━━ QUOTED TEXT
Edge of Tomorrow

All you need is [to] kill [your script]

bluntedgeIs it still a ripoff of Source Code if it’s based on a Japanese light novel?  I’ll leave that to experts on things that don’t matter.  What Edge of Tomorrow does well is the blending of self-conscious humor into a run-of-the-mill doom/gloom alien invasion movie, complete with the characters becoming exhausted at the very mechanics of the sci-fi world they inhabit.  What’s exhausting to the audience, however, is its way of simply taking names of things from a book with a rich background, then providing none of that background, centering on two protagonists who should be starring in their own very different movies, and balling it all up with generic American military values and expecting everyone to care.  When Bill Paxton’s jokey, mustachioed Sergeant Farell character pontificates that “battle is the great redeemer” for the hundredth time, I start to suspect that the filmmakers and I have different thoughts on what constitutes parody.

An alien race known as Mimics (a name never explained in the film) are taking over Europe, and an incredibly badass soldier named Rita Vrataski (Emily Blunt), has had recent success in battling them.  Major William Cage (Tom Cruise) is ordered by British General Brigham (Brendan Gleeson) to cover Operation Downfall, supposedly the humans’ endgame against the Mimics, on the beaches of France, to which Cage declines, citing no real combat experience.  Brigham, however, has Cage railroaded, and he awakens on an operating base at Heathrow Airport.  There, he is pressed into service with “J Squad,” a group of rejects that makes egregious use of the No Girls Allowed Clause.  He’s introduced as a deserter, and J Squad plans to make him their resident redshirt.  However, once the assault begins, it becomes apparent that the Mimics knew about the attack, and the entire force is decimated, including Cage after he attacks an abnormal “Alpha Mimic.”  But the movie can’t end after twenty minutes.  Cage wakes up back at Heathrow, and the day repeats exactly the same way.  We start to think maybe we should have paid attention to little things that happened the first time around.

From here, the film takes on the structure of a video game, from the constant “respawning” whenever Cage dies, to the “leveling up” he must do while learning to operate his futuristic mobile suit.  On the second loop, the version of Rita on the battlefield instructs Cage to “Find [her] when [he] wakes up,” and the next time the day begins, he approaches Rita herself, something everyone else knows better than to attempt.  But she knows exactly what’s happening to Cage, because up until recently, it was happening to her.  She and brainiac Carter (Noah Taylor) have spent plenty of time studying the Mimics, and have learned that the aliens obey the Omega Mimic, a gigantic Charybdis-like creature that hides underwater and has the power to restart the day whenever it wants to, explaining how the Mimics just happen to have the jump on the humans every time.  Due to the Law of the Inevitable Coincidence that governs most movies like this, the Omega has inadvertently passed this power on to Rita and Cage, and is hunting for them.
━━━━
━━ RECORDED INFORMATION
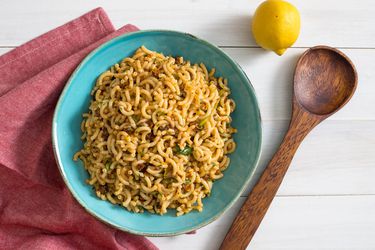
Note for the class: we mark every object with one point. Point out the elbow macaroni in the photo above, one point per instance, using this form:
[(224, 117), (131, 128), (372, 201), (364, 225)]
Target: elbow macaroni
[(157, 133)]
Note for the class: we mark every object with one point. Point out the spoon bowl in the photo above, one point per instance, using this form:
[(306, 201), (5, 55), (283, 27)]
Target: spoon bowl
[(324, 80)]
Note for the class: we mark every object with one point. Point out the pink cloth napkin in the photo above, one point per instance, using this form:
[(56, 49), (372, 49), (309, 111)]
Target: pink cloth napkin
[(36, 209)]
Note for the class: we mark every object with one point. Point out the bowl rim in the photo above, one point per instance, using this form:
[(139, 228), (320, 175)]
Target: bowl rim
[(59, 163)]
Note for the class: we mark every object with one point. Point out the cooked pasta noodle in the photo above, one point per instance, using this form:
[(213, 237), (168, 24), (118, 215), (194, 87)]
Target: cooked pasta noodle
[(157, 133)]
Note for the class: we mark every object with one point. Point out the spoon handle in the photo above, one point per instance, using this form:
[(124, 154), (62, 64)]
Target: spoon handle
[(261, 196)]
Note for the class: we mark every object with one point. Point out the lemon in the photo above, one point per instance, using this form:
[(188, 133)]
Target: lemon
[(276, 25)]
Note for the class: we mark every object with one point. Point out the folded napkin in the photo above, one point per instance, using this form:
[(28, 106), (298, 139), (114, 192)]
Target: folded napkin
[(36, 209)]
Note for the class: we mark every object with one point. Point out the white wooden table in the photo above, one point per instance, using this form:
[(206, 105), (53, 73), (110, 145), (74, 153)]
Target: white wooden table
[(327, 199)]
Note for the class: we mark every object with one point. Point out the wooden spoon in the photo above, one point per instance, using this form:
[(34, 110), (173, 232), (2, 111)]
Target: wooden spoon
[(324, 81)]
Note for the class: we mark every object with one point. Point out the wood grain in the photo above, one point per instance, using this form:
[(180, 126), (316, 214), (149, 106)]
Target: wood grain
[(223, 22), (325, 202), (324, 81)]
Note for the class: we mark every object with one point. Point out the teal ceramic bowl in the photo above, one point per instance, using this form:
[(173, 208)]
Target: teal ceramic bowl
[(75, 99)]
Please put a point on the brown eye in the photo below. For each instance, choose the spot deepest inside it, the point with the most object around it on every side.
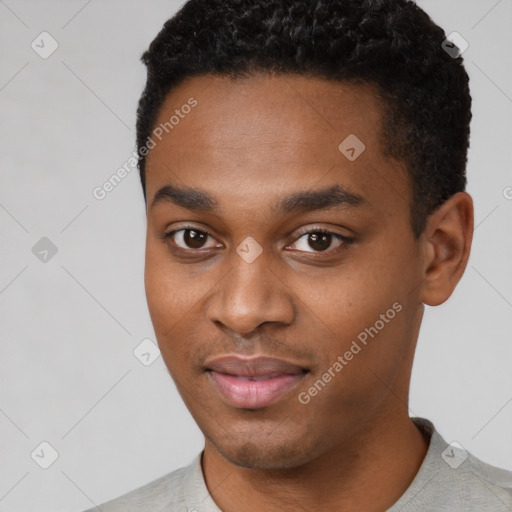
(189, 238)
(320, 241)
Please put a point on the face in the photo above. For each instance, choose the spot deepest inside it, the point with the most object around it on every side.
(265, 237)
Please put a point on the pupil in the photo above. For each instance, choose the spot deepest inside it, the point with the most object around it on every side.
(317, 239)
(194, 239)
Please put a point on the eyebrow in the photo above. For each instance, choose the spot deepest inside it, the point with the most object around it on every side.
(308, 200)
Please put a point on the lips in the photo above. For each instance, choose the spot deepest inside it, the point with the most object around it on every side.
(252, 383)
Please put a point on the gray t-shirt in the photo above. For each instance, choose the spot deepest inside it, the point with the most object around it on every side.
(449, 479)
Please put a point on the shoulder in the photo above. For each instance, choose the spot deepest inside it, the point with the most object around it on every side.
(157, 495)
(486, 487)
(452, 479)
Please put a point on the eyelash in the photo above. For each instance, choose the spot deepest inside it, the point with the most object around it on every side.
(346, 240)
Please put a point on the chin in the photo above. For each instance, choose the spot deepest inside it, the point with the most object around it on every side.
(265, 452)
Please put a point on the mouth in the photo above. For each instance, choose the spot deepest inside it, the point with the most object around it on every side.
(253, 383)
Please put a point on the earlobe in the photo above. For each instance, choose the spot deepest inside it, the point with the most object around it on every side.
(448, 238)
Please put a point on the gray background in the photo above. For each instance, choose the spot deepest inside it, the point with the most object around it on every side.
(68, 375)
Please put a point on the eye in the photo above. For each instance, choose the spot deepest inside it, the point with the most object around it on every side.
(321, 240)
(189, 238)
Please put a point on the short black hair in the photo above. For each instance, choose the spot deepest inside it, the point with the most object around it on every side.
(390, 44)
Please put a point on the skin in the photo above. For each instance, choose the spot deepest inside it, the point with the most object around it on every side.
(250, 142)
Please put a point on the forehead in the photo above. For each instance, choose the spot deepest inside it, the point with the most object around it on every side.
(264, 135)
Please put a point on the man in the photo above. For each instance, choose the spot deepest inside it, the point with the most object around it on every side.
(303, 166)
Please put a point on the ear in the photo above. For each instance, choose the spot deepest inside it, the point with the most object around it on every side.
(447, 243)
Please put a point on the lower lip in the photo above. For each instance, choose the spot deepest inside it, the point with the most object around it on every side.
(252, 394)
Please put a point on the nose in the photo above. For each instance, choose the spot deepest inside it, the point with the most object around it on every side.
(249, 295)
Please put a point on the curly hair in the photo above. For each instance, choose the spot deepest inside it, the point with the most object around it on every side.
(390, 44)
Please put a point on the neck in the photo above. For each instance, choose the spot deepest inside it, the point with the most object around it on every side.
(368, 473)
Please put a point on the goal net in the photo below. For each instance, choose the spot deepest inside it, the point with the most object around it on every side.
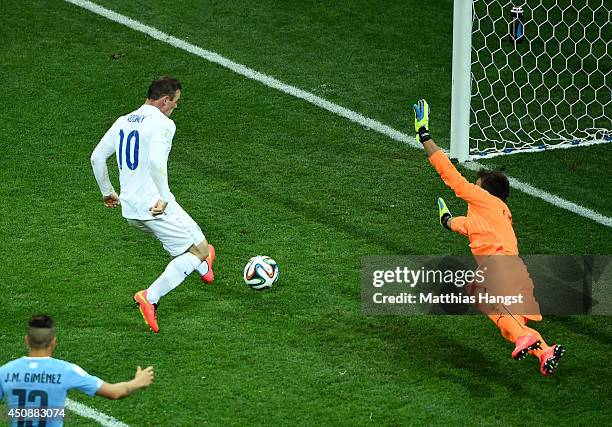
━━━━
SET EXERCISE ->
Write the next paragraph of the Edge of Tomorrow review, picking up after its final sentence. The items above have no connection to the review of Edge of Tomorrow.

RESULT OF THIS TASK ->
You know the plot from here.  The heroes figure out how to defeat the aliens, the plan doesn’t go exactly right, Cage loses the gift at a critical moment, and they improvise a solution.  There are predictably sweet/funny/gooey moments in between.  The only thing setting Edge apart from anything else Tom Cruise has done is characterization: at the outset, the female character is the renowned warrior, and Cruise’s character is a coward and a greenhorn.  A great start, but the film’s issues lie within that very characterization.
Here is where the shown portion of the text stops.